---------- Brano di lettura
I dibattiti

Gli insegnamenti della pandemia

Sabato 19 febbraio, pochi giorni dopo la decisione del Consiglio federale di togliere la maggior parte delle restrizioni introdotte in relazione con la diffusione del Covid-19, si è tenuta a Zurigo una manifestazione autorizzata, alla quale hanno partecipato tra 1’000 e 3’000 persone. Lo slogan di questo appuntamento, lanciato dagli organizzatori a fine gennaio, era: "Contro le misure (di restrizione)". Tutti i commentatori sottolineavano che l’evento era diventato obsoleto, visto che – appunto – le restrizioni erano appena state tolte. Più generalmente, in questi giorni, la tendenza è quella di felicitarsi della buona gestione della crisi.

A me malgrado tutto, di questi due anni, è restato un retrogusto amaro, e credo di condividere alcune delle ragioni che hanno convinto gli organizzatori della marcia pacifica di sabato a mantenere il loro appuntamento. Eccone alcune. In futuro, mai più si dovrà sacrificare la dignità di un funerale. Mai più una parte della popolazione dovrà essere marginalizzata e stigmatizzata. Mai più dovremo prendere in ostaggio il sistema sanitario, dopo averlo privato dei mezzi necessari al suo buon funzionamento. Mai più ristoratori dovranno essere "doganieri". Mai più dovremo arrivare così impreparati ad affrontare una crisi come quella legata al Covid-19.
--------------------
---------- Dati estratti
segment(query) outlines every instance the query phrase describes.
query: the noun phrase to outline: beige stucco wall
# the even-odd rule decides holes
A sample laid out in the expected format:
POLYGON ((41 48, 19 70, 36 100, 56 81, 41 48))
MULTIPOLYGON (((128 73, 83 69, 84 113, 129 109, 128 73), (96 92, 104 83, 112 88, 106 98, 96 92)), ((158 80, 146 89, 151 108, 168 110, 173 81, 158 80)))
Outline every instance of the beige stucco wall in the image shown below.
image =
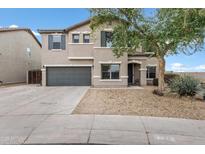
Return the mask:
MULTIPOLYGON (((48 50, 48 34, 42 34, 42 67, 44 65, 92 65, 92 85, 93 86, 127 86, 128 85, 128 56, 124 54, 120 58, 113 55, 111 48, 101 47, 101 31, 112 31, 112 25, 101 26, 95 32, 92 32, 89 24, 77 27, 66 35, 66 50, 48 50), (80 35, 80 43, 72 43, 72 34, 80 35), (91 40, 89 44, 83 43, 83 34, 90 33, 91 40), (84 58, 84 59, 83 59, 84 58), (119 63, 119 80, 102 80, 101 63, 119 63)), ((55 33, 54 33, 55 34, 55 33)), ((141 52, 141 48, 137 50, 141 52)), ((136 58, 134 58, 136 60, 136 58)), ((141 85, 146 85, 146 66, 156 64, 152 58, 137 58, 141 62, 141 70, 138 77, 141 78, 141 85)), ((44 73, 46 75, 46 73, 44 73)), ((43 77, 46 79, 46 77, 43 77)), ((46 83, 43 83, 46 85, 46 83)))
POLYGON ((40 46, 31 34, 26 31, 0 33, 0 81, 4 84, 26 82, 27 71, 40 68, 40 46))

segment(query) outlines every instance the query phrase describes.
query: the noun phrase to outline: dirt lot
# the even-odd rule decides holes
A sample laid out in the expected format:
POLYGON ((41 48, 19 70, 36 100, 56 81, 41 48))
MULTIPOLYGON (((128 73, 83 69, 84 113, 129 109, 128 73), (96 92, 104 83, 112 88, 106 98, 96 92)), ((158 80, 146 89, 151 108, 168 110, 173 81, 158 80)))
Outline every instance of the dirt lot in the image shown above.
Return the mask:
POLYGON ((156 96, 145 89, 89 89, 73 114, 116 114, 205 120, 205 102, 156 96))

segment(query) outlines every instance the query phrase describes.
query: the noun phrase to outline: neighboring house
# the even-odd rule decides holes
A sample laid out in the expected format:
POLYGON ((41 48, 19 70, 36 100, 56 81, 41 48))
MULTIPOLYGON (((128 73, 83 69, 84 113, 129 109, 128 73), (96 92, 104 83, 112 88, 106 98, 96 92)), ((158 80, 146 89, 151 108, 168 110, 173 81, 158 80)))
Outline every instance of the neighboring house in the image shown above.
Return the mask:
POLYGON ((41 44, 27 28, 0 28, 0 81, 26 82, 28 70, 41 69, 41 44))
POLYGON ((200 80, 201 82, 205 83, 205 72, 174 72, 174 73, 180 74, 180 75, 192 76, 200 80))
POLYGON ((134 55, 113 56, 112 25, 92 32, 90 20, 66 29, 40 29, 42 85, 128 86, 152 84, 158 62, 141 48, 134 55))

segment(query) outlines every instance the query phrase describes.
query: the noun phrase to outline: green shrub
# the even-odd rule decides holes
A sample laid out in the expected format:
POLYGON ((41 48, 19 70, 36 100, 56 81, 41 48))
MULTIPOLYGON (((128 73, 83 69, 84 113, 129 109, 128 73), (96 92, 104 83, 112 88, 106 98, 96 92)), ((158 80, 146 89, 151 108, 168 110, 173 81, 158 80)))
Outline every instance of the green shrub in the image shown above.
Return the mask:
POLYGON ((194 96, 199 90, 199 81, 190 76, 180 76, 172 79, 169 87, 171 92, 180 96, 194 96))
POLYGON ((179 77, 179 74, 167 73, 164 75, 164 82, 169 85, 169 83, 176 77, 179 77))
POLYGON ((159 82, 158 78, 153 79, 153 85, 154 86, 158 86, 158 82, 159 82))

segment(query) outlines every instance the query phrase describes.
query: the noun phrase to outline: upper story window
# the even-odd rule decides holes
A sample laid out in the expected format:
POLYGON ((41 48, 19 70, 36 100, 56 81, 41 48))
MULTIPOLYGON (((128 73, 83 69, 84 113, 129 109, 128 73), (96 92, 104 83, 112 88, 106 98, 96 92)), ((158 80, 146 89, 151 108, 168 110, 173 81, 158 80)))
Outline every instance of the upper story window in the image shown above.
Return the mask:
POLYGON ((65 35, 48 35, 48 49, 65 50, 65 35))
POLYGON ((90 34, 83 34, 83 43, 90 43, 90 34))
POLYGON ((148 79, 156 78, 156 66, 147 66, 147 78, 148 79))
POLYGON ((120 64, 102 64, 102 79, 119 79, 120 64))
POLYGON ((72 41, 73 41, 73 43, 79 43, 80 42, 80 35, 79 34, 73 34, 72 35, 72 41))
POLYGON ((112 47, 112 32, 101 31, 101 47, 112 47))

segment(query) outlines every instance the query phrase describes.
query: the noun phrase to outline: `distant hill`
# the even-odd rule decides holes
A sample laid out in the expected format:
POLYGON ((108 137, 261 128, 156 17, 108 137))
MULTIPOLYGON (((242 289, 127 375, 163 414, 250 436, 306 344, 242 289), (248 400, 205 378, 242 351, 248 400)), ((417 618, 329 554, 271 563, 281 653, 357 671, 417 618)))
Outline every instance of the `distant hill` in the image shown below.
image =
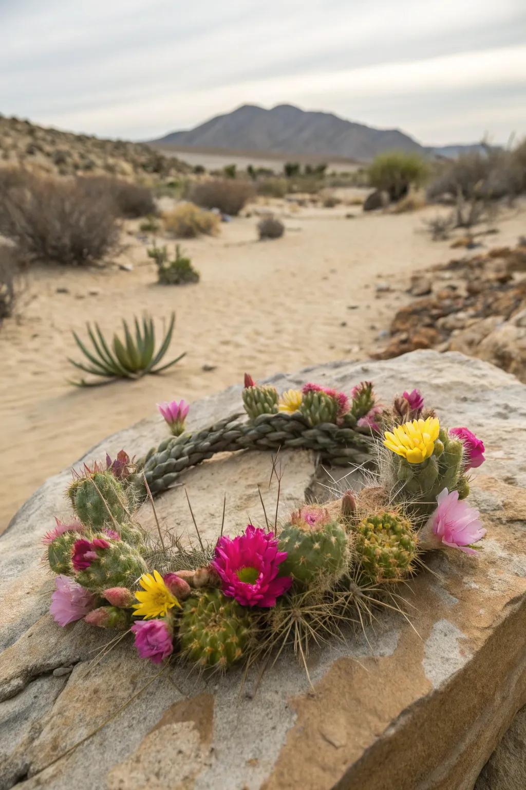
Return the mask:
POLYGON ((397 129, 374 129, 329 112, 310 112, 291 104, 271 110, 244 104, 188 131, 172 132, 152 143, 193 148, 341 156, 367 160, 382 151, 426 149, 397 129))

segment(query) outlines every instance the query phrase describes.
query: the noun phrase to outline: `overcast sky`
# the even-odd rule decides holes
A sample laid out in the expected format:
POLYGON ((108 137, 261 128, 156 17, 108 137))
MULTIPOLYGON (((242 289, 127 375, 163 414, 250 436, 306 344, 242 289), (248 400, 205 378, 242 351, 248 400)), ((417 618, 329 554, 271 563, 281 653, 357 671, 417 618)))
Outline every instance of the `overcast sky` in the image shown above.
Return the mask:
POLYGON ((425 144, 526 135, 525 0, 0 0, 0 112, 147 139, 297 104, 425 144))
--------------------
---------- Dati estratti
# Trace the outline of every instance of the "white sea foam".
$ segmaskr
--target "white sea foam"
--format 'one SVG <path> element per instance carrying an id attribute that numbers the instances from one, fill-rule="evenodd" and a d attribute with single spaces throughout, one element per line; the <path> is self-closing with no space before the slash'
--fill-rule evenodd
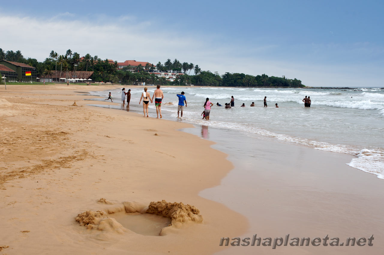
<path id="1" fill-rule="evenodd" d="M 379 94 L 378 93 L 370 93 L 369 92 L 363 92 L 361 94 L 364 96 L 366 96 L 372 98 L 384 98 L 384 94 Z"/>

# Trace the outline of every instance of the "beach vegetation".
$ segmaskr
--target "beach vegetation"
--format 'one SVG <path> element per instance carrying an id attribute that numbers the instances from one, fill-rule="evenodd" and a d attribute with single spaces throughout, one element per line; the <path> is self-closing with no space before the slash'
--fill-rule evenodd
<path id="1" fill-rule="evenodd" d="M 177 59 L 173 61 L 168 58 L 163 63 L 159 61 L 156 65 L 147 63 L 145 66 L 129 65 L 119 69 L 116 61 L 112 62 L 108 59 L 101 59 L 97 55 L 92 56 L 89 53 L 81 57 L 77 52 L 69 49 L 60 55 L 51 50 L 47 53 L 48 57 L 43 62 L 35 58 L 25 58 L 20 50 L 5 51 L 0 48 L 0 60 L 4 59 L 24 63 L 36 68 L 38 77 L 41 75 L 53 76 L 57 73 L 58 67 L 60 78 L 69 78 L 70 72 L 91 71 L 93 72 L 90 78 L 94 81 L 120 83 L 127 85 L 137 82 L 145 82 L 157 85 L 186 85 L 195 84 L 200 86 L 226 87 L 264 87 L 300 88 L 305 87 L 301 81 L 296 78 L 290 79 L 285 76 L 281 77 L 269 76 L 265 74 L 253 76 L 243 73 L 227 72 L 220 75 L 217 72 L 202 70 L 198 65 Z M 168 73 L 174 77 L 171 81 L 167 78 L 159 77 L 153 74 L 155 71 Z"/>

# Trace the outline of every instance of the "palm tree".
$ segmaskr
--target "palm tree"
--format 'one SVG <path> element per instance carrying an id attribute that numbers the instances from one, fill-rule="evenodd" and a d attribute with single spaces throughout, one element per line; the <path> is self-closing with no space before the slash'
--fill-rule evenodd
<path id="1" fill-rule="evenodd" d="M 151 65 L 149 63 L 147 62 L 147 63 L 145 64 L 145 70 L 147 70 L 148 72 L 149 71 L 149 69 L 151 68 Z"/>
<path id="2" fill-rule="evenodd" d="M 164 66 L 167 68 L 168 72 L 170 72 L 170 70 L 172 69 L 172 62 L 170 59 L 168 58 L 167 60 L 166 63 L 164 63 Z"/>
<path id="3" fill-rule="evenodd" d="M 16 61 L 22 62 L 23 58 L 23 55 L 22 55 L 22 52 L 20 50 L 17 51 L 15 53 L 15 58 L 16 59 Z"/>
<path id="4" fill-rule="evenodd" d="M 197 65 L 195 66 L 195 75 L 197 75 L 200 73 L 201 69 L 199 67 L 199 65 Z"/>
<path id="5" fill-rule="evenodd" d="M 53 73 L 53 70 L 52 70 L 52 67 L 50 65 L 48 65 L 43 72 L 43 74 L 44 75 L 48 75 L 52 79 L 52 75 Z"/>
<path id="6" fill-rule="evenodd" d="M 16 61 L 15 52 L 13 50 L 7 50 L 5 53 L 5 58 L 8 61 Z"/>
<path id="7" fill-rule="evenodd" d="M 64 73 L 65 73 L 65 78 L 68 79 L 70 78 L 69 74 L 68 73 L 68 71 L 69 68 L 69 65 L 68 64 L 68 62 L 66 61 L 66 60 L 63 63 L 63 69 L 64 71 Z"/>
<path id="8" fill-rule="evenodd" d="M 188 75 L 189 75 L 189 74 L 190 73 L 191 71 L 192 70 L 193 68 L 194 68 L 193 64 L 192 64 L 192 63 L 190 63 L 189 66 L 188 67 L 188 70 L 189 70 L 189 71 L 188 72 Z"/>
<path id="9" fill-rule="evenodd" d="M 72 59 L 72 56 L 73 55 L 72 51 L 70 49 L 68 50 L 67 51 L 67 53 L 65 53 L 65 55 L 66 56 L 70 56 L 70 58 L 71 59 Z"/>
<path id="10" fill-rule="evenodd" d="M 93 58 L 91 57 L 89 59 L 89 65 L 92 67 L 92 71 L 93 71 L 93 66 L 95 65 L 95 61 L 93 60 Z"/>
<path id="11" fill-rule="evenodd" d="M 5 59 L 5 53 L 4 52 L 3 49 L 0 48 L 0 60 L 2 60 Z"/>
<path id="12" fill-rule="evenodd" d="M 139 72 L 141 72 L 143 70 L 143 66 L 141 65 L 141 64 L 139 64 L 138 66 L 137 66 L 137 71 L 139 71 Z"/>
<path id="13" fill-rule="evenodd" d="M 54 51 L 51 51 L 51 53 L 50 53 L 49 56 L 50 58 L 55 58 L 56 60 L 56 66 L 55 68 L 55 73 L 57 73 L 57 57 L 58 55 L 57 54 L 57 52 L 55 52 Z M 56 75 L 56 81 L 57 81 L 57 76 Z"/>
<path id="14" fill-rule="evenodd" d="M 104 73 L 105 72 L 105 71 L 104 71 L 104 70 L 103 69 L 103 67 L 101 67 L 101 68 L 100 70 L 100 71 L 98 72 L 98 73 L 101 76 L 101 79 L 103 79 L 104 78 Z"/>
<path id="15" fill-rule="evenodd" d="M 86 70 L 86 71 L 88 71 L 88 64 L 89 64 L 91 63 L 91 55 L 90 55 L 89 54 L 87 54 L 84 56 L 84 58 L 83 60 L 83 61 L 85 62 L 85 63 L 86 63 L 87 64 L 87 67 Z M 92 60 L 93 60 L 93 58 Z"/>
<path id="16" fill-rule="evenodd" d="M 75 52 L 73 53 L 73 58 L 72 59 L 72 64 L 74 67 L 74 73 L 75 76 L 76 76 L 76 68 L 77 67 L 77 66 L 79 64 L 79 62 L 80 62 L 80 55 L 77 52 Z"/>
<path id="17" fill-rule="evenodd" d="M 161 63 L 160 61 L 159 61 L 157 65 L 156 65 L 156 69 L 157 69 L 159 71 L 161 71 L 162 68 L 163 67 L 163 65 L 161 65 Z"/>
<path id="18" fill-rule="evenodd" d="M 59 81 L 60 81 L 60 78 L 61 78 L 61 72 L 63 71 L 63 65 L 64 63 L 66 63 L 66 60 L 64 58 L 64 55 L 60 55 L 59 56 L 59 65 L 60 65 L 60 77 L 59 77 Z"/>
--------------------
Riporta senza modifiche il brano sugli insegnamenti della pandemia da "Sabato 19 febbraio, pochi" a "gestione della crisi.".

Sabato 19 febbraio, pochi giorni dopo la decisione del Consiglio federale di togliere la maggior parte delle restrizioni introdotte in relazione con la diffusione del Covid-19, si è tenuta a Zurigo una manifestazione autorizzata, alla quale hanno partecipato tra 1’000 e 3’000 persone. Lo slogan di questo appuntamento, lanciato dagli organizzatori a fine gennaio, era: "Contro le misure (di restrizione)". Tutti i commentatori sottolineavano che l’evento era diventato obsoleto, visto che – appunto – le restrizioni erano appena state tolte. Più generalmente, in questi giorni, la tendenza è quella di felicitarsi della buona gestione della crisi.